(Beginning of EXCERPT TO READ)

Supreme Leader Ayatollah Ali Khamenei said Iran would need to significantly increase its uranium enrichment capacity, highlighting a gap in positions between Tehran and world powers as they hold talks aimed at clinching a nuclear accord.
Iran and six major powers — the United States, Russia, France, Germany, China and Britain — have less than two weeks to bridge wide differences on the future scope of Iran’s enrichment program and other issues if they are to meet a self-imposed July 20 deadline for a deal.
They resumed talks in Vienna last week and their negotiators continued meetings in the Austrian capital on Tuesday, but there was no immediate sign of any substantive progress.
French Foreign Minister Laurent Fabius said in Paris that none of the major outstanding issues had been agreed upon, and that the United States wanted foreign ministers to join the negotiations.
Iran’s capacity to refine uranium lies at the center of the nuclear stalemate and is seen as the hardest issue to resolve.

(End of EXCERPT TO READ)
(Beginning of DATA FOR ANALYSIS)

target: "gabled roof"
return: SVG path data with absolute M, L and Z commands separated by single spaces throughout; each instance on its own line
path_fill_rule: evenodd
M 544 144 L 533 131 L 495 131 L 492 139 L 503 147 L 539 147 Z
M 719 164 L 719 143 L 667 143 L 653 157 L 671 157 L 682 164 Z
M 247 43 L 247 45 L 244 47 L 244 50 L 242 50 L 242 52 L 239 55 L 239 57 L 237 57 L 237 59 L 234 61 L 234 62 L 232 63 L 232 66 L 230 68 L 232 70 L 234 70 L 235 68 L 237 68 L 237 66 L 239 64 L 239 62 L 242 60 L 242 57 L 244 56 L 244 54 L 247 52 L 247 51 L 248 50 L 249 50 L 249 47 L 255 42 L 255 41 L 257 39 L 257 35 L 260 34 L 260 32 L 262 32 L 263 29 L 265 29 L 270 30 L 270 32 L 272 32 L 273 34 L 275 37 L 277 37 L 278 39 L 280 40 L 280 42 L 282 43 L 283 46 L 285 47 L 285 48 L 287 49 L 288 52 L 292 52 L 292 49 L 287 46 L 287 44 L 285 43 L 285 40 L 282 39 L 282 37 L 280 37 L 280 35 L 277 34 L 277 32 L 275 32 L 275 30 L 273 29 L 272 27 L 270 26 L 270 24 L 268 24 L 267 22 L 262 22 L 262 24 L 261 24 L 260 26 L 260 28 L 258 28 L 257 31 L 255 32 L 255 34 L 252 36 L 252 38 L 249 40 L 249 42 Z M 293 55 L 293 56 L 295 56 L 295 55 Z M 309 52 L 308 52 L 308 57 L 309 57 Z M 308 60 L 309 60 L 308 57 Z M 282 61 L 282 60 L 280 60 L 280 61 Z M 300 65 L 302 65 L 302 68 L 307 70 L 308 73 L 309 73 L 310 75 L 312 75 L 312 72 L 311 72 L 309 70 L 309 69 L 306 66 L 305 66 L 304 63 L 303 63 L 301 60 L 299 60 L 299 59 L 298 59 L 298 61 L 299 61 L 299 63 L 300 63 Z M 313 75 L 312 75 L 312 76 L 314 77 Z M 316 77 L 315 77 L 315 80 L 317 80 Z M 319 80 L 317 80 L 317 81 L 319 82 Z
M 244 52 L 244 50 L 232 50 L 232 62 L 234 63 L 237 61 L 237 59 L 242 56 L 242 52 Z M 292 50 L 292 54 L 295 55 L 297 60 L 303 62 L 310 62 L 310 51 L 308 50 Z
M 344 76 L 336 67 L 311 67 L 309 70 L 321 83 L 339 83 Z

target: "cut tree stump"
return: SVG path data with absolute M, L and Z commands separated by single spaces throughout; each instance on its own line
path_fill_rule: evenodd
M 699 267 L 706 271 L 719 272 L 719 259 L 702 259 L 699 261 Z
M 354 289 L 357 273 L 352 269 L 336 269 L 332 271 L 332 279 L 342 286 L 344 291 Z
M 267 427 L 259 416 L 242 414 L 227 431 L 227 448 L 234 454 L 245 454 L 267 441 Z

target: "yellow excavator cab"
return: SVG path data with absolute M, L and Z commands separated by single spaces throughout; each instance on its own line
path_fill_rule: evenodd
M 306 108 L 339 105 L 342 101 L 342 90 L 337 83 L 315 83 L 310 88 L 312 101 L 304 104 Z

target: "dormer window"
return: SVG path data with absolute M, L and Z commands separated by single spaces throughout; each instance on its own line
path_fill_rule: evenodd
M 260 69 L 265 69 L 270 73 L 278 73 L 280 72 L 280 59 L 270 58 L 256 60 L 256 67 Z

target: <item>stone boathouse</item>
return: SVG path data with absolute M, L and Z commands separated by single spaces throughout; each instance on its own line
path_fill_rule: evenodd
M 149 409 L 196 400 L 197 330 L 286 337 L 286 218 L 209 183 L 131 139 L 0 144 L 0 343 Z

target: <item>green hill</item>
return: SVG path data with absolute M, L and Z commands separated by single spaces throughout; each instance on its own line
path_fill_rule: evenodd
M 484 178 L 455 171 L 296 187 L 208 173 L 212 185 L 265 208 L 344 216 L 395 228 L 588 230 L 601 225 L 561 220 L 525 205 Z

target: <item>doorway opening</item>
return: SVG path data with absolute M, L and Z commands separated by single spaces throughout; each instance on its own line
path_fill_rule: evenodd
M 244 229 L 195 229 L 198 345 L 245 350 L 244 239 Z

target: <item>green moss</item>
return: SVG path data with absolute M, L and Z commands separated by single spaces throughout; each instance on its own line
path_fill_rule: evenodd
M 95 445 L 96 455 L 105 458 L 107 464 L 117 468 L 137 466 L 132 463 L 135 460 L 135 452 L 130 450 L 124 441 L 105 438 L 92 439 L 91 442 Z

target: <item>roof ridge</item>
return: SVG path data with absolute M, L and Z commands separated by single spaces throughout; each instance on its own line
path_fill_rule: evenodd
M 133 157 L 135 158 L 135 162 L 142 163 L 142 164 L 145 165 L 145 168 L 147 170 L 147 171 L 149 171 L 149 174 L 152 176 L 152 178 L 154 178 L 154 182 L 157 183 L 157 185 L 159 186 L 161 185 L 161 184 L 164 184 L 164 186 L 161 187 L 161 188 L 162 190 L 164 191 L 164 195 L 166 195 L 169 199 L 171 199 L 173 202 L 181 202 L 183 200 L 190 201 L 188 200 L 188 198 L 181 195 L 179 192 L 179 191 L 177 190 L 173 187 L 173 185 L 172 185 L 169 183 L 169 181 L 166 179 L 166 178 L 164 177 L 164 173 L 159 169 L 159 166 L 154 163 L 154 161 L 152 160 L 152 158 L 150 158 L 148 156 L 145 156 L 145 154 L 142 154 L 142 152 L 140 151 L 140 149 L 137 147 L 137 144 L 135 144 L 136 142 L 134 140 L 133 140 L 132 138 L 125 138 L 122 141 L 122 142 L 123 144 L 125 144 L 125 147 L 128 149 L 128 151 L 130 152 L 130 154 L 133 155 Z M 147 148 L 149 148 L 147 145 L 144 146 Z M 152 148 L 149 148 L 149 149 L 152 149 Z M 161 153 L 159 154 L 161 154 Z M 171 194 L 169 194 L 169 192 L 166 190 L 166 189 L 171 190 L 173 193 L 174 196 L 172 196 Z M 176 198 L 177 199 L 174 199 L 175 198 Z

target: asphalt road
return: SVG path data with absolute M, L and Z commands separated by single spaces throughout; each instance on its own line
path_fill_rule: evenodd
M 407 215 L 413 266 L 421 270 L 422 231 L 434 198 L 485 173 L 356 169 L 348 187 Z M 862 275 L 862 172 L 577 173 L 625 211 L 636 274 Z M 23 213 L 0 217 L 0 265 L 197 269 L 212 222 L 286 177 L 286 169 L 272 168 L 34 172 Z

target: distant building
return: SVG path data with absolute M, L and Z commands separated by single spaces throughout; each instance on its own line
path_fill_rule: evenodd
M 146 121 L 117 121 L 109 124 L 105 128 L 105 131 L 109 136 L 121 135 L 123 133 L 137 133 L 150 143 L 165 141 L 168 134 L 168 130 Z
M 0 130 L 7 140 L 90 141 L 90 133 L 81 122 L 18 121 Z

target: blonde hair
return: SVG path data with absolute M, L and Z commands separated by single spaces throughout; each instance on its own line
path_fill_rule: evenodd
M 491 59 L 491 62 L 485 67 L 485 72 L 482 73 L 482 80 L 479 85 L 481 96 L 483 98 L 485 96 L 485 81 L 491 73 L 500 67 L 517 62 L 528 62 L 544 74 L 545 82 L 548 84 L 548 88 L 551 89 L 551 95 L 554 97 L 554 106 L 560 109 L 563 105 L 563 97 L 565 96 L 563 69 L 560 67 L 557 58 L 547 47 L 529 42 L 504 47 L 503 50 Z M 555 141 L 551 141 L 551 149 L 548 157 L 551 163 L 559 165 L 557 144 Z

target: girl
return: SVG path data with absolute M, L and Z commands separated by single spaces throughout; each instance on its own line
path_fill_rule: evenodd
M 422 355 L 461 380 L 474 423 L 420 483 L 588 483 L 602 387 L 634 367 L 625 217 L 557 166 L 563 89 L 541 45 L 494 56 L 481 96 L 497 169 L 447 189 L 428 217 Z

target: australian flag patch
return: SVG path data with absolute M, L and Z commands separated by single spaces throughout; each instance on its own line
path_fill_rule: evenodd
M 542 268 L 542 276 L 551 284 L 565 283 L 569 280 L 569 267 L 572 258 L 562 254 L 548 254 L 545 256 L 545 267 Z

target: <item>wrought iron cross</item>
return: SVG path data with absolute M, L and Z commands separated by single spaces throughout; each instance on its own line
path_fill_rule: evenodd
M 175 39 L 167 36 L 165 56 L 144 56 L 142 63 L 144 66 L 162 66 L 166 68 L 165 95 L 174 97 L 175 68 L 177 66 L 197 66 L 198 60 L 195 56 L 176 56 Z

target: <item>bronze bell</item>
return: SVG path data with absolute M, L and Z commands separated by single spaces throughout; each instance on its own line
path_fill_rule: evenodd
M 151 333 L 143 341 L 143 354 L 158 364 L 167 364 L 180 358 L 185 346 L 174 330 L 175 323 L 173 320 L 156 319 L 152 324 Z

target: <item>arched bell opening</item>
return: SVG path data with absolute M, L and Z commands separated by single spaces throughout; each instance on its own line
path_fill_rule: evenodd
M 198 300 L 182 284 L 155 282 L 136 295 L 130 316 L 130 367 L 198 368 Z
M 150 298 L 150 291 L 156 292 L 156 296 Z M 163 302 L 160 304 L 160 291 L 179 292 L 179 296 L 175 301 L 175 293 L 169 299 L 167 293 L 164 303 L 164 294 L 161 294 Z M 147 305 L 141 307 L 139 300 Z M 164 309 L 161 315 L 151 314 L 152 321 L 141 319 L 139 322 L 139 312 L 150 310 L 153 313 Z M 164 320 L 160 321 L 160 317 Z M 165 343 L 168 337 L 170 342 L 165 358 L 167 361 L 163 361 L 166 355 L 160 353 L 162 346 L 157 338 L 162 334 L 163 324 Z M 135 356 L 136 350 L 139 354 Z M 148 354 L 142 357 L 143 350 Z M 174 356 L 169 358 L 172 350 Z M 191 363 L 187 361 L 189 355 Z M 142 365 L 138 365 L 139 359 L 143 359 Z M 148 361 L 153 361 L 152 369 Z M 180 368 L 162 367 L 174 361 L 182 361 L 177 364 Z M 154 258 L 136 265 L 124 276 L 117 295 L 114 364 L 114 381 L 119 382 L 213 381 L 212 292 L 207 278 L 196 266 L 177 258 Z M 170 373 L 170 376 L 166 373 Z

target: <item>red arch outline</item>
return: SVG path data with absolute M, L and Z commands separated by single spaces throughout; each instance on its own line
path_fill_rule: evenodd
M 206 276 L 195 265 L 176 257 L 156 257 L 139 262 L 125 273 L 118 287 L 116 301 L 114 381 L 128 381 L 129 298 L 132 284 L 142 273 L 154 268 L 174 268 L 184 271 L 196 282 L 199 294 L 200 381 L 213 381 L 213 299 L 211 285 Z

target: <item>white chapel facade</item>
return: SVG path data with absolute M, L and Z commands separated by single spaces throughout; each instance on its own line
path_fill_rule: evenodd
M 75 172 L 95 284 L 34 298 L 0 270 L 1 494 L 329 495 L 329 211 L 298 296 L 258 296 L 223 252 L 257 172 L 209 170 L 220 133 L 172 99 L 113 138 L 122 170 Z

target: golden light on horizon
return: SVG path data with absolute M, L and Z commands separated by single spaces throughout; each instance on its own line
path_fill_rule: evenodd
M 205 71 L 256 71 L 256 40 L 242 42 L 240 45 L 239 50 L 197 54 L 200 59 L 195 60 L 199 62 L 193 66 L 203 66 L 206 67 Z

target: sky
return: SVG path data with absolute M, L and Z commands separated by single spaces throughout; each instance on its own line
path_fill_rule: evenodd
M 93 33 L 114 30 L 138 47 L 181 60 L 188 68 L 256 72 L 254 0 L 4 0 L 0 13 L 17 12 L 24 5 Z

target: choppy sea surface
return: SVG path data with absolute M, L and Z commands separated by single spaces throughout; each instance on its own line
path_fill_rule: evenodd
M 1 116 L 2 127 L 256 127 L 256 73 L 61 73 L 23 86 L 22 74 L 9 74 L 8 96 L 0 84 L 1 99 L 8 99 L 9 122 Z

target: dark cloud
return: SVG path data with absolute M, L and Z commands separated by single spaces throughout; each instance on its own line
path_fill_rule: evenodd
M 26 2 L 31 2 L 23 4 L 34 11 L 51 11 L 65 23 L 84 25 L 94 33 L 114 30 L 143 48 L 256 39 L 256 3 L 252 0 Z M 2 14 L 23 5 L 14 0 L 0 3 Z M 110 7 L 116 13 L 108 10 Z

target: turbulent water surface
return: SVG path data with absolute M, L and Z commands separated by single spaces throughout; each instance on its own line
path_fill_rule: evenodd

(End of DATA FOR ANALYSIS)

- [ACTIVITY 1]:
Answer these questions from the excerpt on the Iran nuclear talks, one per line:
(a) In which city did the talks resume last week?
(b) What date was set as the deadline for a deal?
(c) Who said that none of the major outstanding issues had been agreed upon?
- [ACTIVITY 2]:
Decide whether each statement agrees with the excerpt on the Iran nuclear talks. Answer yes or no, and quote the words from the excerpt that settle it.
(a) Iran is negotiating with five major powers.
(b) The negotiators met in the Austrian capital on Tuesday.
(c) Iran's capacity to refine uranium is considered the easiest issue to settle.
- [ACTIVITY 3]: List every major power that the excerpt on the Iran nuclear talks names as a party to the negotiations with Iran.

- [WRITTEN SOLUTION 1]:
(a) Vienna
(b) July 20
(c) French Foreign Minister Laurent Fabius

- [WRITTEN SOLUTION 2]:
(a) No: "Iran and six major powers"
(b) Yes: "their negotiators continued meetings in the Austrian capital on Tuesday"
(c) No: "is seen as the hardest issue to resolve"

- [WRITTEN SOLUTION 3]: the United States, Russia, France, Germany, China, Britain